Questions on the material:
- A) In the passage on sycamore twigs, what do the small spots on each V-shaped leaf scar show?
- B) Pick up the passage on sycamore twigs and buds after its final sentence and carry it on.

Quoted passage:
= = =
The twig of the sycamore shows the characteristic features of twigs ; it is greenish-grey or light brown in colour, and is marked by many small light-brown patches, which are the lenticels or breathing pores. At the tip of the twig there is a large apical bud, beneath which is a pair of lateral buds. Other pairs of lateral buds occur farther down the stem and each pair is arranged at right angles to the pair above and below it, I.e. the bud arrangement is decussate. Some twigs have no apical buds and are the shoots which have borne a terminal inflorescence in the previous year. The apical growth of the twig ceases with the development of the inflorescence. Beneath each bud is a light-coloured, V-shaped scar marked with four or five small spots. The scar is the mark left when the leaf drops off in the autumn, and the small spots show where the vascular bundles passed from the stem to the leaf stalk. Examination of the stem shows that each bud arises in the axil of a leaf. The buds are covered by green bud scales which overlap each other regularly and protect the stem tip from insects, frost, mechanical injury and the effect of drying winds. If the scales are removed carefully the inner ones are seen to be lined with short hairs which give them a silvery appearance. The stem apex, which lies within the bud scales, is a small blunt projection covered by two or three pairs of minute foliage leaves, each of which is folded up like a fan. The larger terminal buds usually contain small undeveloped flowers as well as leaves.

The Bursting of the Buds

In spring the stem apex begins to lengthen, and the bud swells owing to the growth of the leaves within it. The bud scales are pushed apart and eventually drop off, leaving a number of bud scale scars which form a ring round the stem. These rings of scars occur at intervals along the twigs, and since the stem between two consecutive rings represents one year ’s growth it is possible to tell the age of a twig by counting the number of the rings. In time the bud scale scars become obliterated by the growth in thickness of the stem, and cannot be recognized on the older branches. As the stem lengthens, the leaves unfold and new leaves develop at the apex of the twig. At the same time some of the lateral buds of the last season ’s growth of stem commence to form side shoots. Other lateral buds do not sprout but remain dormant and only develop if the apical bud is injured or cut off by pruning. Such dormant buds remain capable of giving rise to shoots for many years before they eventually die. In the case of the large horizontal branches, the lateral buds that occur above and below the stem remain dormant, and only those at the side grow into branches. The chief determining factor in the development of side shoots from lateral buds is light, for if every lateral bud gave rise to a leafy shoot, overcrowding and shading of the leaves would result.

Bud Scales

Occasionally some of the inner scales of a sycamore bud bear at the tip a short green tuft which shows division into four or five lobes, and is a rudimentary leaf blade. The occurrence of these rudiments of the leaf blade suggests that the bud scales represent modified leaf bases.
= = =
(Dataset entries)
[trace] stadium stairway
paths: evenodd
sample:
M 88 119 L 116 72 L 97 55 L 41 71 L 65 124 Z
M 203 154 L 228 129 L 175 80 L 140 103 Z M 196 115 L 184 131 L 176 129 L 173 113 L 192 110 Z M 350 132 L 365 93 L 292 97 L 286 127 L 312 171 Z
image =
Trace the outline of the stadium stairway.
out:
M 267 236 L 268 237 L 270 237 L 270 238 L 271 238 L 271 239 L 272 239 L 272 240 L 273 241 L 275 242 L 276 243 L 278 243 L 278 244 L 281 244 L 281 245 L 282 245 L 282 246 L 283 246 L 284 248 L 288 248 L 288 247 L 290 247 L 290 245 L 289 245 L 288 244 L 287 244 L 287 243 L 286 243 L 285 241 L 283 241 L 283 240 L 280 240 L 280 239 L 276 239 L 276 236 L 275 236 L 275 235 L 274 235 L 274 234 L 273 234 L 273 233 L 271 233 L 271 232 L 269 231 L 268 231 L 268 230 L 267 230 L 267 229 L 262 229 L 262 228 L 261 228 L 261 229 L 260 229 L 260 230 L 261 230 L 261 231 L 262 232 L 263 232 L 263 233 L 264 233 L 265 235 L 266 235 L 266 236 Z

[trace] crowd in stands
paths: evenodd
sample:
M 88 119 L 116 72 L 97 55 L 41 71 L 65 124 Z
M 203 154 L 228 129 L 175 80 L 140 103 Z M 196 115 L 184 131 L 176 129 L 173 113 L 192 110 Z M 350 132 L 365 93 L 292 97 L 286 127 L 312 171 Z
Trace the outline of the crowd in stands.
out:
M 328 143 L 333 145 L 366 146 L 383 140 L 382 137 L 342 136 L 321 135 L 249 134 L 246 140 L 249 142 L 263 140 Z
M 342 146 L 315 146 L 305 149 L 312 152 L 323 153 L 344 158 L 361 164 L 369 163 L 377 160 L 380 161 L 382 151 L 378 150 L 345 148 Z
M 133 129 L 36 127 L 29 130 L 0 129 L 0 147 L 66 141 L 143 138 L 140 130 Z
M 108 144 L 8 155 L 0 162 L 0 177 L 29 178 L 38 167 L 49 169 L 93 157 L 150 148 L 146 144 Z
= = =
Task-by-task outputs:
- A) They show where the vascular bundles passed from the stem to the leaf stalk.

- B)
Similar traces of the leaf blade are found at the top of the inner scales of the horse chestnut bud. If a beech bud is dissected it will be found that the bud scales are arranged in pairs, and most of the small foliage leaves within the bud have a pair of large scale-like stipules attached at the base. These stipules remain on the leaves for two or three weeks after they have become fully expanded, and then fall off. In the beech, therefore, it appears that the outer paired bud scales represent modified stipules. The bud scales of the oak are likewise modified stipules. The gradual transition from bud scales to foliage leaves is well shown if the bud of the bird cherry or of the flowering currant is dissected.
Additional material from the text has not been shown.